Answer these questions from the passage on Luther's Bible translation:
(a) What did Luther receive or ask for his translation?
(b) To whom did Luther write on Jan. 13, 1522?
(c) Which parts of the Bible did Luther find especially hard to make speak in German?

◆ DOCUMENT EXTRACT:
########
§ 63. A Critical Estimate of Luther’s Version.
Luther’s version of the Bible is a wonderful monument of genius, learning, and piety, and may
be regarded in a secondary sense as inspired. It was, from beginning to end, a labor of love and
enthusiasm. While publishers and printers made fortunes, Luther never received or asked a copper
for this greatest work of his life.^439
We must judge it from the times. A German translation from the original languages was a
work of colossal magnitude if we consider the absence of good grammars, dictionaries, and
concordances, the crude state of Greek and Hebrew scholarship, and of the German language, in
the sixteenth century. Luther wrote to Amsdorf, Jan. 13, 1522, that he had undertaken a task beyond
his power, that he now understood why no one had attempted it before in his own name, and that
he would not venture on the Old Testament without the aid of his friends.^440 He felt especially how
difficult it was to make Job and the Hebrew prophets speak in barbarous German.^441 He jocosely
remarked that Job would have become more impatient at the blunders of his translators than at the
long speeches of his "miserable comforters."
########
◆ INFORMATION SUPPLIED:
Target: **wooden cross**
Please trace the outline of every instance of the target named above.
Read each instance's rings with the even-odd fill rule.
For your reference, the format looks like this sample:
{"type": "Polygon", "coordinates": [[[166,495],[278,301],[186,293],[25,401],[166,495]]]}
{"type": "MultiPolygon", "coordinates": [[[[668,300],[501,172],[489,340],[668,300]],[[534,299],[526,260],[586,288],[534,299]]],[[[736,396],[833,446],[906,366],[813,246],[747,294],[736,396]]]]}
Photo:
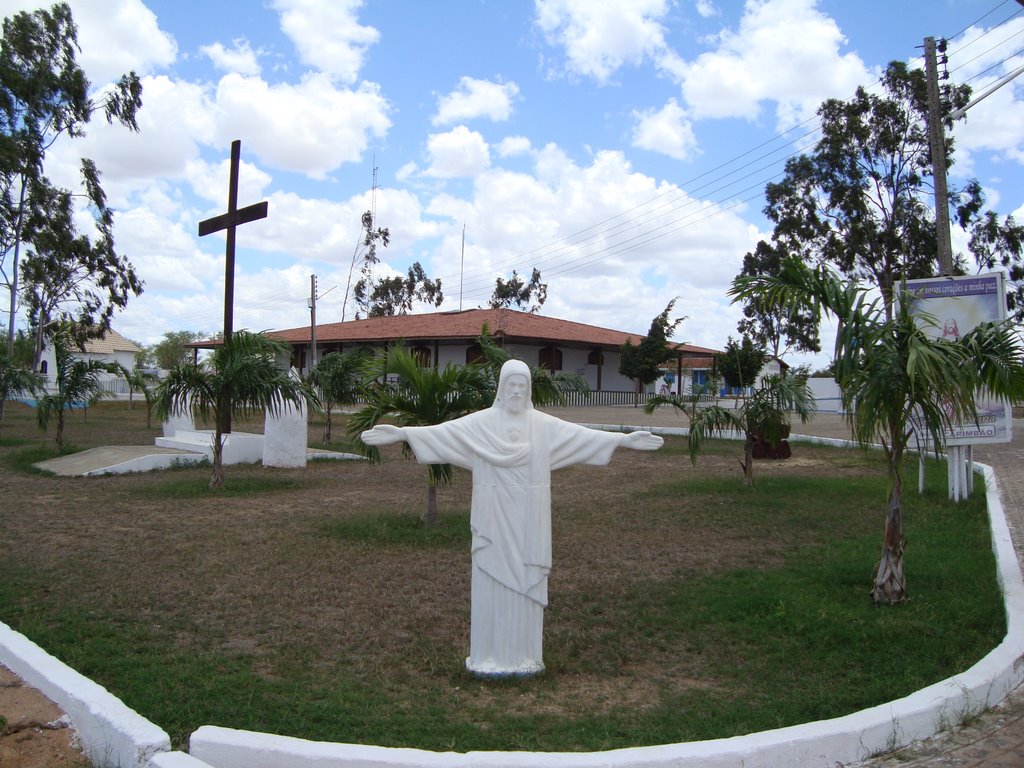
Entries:
{"type": "MultiPolygon", "coordinates": [[[[231,174],[227,183],[227,213],[214,216],[212,219],[199,222],[199,237],[227,229],[227,245],[224,247],[224,344],[231,342],[231,333],[234,325],[234,227],[239,224],[247,224],[256,219],[266,218],[266,201],[256,205],[239,208],[239,158],[242,156],[242,141],[234,139],[231,142],[231,174]]],[[[218,414],[221,422],[221,432],[229,434],[231,431],[231,409],[230,392],[227,398],[227,408],[221,409],[218,414]]]]}
{"type": "Polygon", "coordinates": [[[231,142],[231,175],[227,184],[227,213],[199,222],[199,237],[227,229],[227,245],[224,248],[224,343],[231,340],[234,314],[234,227],[256,219],[266,218],[267,203],[239,208],[239,158],[242,141],[231,142]]]}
########
◆ COMPLETED TASK:
(a) Nothing. He never received or asked a copper for it.
(b) Amsdorf.
(c) Job and the Hebrew prophets.